HARRISBURG, Pa. — Immigration and Customs Enforcement officers have in recent days deported the Cuban-born mother of a 1-year-old girl — separating them indefinitely — and three children ages 2, 4 and 7 who are U.S. citizens along with their Honduran-born mothers, their lawyers said Saturday.
The three cases raise questions about who is being deported, and why, and come amid a battle in federal courts over whether President Donald Trump's immigration crackdown has gone too far and too quickly at the expense of fundamental rights.
Lawyers in the cases described how the women were arrested at routine check-ins at ICE offices, given virtually no opportunity to speak with lawyers or their family members and then deported within three days or less.
The American Civil Liberties Union, National Immigration Project and several other allied groups said in a statement that the way ICE deported children who are U.S. citizens and their mothers is a ''shocking — although increasingly common — abuse of power.''
Gracie Willis of the National Immigration Project said the mothers, at the very least, did not have a fair opportunity to decide whether they wanted the children to stay in the United States.

_Task item A_: Translate this sentence from the news excerpt on the ICE deportations into Spanish: "Gracie Willis of the National Immigration Project said the mothers, at the very least, did not have a fair opportunity to decide whether they wanted the children to stay in the United States."
_Task item B_: Name every organization that the news excerpt on the ICE deportations mentions by name.
_Task item C_: Give a continuation of the news excerpt on the ICE deportations of mothers and their children.

_Data extracts_:
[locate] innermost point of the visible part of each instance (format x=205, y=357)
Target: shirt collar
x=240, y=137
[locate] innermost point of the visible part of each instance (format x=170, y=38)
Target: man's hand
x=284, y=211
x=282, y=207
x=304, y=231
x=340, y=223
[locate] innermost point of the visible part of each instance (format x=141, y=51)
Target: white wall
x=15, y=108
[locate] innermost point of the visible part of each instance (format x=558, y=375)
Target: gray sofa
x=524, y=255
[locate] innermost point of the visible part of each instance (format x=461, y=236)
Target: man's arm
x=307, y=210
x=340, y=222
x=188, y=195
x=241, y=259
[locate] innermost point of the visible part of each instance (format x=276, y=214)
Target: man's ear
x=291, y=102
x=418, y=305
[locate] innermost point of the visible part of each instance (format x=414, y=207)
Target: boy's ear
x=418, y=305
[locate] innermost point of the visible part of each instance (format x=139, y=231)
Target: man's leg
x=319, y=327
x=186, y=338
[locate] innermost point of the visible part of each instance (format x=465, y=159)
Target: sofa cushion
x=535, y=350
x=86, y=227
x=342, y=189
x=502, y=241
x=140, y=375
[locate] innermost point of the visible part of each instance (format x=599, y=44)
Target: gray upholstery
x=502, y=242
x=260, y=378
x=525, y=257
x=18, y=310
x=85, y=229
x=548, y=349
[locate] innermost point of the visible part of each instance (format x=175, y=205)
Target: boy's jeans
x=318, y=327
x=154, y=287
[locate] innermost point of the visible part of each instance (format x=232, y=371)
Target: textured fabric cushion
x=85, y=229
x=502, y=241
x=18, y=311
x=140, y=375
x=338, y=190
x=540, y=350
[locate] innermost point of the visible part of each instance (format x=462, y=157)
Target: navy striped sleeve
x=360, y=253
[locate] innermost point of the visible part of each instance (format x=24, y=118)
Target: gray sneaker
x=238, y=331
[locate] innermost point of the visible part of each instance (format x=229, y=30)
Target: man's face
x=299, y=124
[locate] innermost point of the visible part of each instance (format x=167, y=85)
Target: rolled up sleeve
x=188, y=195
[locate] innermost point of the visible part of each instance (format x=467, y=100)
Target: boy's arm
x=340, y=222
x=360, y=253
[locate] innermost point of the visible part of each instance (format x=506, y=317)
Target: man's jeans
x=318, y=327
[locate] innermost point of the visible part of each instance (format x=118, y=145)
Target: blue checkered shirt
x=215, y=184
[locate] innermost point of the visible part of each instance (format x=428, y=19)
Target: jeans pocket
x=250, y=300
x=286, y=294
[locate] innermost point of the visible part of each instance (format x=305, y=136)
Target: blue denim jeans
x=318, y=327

==

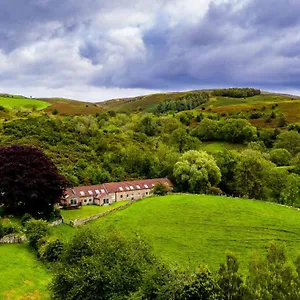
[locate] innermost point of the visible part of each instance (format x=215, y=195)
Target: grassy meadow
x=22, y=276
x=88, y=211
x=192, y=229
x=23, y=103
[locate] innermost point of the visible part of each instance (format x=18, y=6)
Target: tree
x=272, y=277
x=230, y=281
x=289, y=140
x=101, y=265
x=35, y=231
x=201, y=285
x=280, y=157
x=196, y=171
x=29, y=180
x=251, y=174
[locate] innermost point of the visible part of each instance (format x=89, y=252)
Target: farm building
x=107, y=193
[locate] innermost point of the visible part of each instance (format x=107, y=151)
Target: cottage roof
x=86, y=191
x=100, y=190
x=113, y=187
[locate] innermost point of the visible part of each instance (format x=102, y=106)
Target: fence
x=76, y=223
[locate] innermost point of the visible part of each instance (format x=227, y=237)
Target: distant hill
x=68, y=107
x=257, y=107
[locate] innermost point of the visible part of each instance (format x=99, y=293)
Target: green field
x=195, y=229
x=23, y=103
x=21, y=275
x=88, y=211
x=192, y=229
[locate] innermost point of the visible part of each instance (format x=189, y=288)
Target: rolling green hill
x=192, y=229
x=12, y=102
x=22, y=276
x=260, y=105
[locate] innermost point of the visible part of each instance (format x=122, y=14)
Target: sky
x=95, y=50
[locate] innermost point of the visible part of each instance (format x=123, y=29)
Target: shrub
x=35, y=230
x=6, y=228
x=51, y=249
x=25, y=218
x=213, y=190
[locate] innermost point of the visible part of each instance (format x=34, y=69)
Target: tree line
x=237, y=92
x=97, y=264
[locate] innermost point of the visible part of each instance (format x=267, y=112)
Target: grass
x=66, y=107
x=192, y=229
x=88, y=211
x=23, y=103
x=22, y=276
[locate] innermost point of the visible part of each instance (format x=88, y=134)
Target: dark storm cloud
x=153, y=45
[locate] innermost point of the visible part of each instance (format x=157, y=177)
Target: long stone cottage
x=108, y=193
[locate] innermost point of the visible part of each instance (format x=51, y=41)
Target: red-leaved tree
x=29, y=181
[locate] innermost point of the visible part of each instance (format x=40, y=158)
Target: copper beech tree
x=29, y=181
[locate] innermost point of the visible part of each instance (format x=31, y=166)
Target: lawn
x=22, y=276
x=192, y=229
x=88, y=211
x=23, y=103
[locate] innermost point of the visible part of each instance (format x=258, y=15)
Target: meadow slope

_Exercise result A_: Gracie Willis, del National Immigration Project, dijo que las madres, como mínimo, no tuvieron una oportunidad justa de decidir si querían que los niños se quedaran en Estados Unidos.

_Exercise result B_: Immigration and Customs Enforcement (ICE), American Civil Liberties Union, National Immigration Project

_Exercise result C_:
''We have no idea what ICE was telling them, and in this case what has come to light is that ICE didn't give them another alternative,'' Willis said in an interview. ''They didn't gave them a choice, that these mothers only had the option to take their children with them despite loving caregivers being available in the United States to keep them here.''
The 4-year-old — who is suffering from a rare form of cancer — and the 7-year-old were deported to Honduras within a day of being arrested with their mother, Willis said.
In the case involving the 2-year-old, a federal judge in Louisiana raised questions about the deportation of the girl, saying the government did not prove it had done so properly.